Find "Exercise. Point out every instance of the road sign" and "Target: forest" in the records below. Copy the lines holding them and every line between, exactly, and no others.

### [Supplied records]

################

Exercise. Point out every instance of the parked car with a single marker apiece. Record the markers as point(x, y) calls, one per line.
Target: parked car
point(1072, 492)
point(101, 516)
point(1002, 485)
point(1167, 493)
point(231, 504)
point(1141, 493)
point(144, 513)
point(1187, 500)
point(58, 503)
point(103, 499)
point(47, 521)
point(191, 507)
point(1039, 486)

################

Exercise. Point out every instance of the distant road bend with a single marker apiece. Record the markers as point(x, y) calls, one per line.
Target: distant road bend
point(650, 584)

################

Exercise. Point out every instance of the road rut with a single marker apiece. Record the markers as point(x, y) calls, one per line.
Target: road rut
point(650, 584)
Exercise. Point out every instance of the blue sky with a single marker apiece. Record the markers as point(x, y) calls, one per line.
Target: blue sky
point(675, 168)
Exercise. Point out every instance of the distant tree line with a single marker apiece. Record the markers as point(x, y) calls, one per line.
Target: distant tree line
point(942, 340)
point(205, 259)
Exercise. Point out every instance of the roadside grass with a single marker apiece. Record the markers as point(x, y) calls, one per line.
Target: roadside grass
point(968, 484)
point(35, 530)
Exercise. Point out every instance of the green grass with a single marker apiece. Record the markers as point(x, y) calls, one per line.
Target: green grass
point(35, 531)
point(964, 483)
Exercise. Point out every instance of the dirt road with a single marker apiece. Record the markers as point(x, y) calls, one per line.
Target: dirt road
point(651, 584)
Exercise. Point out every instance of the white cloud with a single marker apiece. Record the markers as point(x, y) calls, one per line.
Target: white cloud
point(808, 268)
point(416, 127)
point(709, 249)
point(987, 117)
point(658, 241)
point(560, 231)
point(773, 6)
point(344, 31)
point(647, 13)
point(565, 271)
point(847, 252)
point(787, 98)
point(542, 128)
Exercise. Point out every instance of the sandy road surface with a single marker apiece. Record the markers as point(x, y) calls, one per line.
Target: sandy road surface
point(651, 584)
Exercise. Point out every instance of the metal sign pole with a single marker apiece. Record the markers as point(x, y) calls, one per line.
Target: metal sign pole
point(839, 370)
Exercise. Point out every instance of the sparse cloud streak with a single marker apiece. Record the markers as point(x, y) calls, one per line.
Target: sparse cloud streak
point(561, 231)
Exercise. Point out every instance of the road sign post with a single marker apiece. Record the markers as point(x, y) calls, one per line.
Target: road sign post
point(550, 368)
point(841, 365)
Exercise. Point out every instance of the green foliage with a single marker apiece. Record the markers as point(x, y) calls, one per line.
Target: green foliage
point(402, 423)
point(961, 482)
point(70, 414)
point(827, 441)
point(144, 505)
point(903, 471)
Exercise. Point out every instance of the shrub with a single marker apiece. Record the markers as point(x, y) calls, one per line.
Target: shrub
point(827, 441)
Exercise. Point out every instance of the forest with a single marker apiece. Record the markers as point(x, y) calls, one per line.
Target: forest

################

### [Reply]
Exercise. Point out every instance of the road sign post with a single marker apiece. Record the markers as point(x, y) calls, one per line.
Target: road sign post
point(550, 368)
point(841, 365)
Exercise. Point out every instance of the green foliage with a single marker apiece. Record the markers as point(x, y) calls, one per line.
Target: green foliage
point(402, 423)
point(961, 482)
point(70, 414)
point(827, 441)
point(144, 505)
point(903, 471)
Exercise. Point out every instance of the shrub with a single marker apiece. Record the markers as point(x, y) calls, one per line.
Target: shrub
point(827, 441)
Exercise. Point out every instance of the forest with a single marker apiece. Record the markers as point(x, y) calls, one per line.
Target: forest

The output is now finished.